#### [SHORT TASK]
Please copy every line of the records below word for word, with nothing added or changed.

#### [GIVEN INFORMATION]
________________

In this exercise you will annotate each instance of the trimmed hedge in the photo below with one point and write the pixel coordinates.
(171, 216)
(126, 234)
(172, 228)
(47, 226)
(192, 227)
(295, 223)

________________

#### [RESULT OF THIS TASK]
In this exercise you will annotate each instance of the trimmed hedge in the photo below with one point and write the pixel coordinates.
(171, 216)
(126, 234)
(172, 228)
(47, 226)
(192, 227)
(295, 223)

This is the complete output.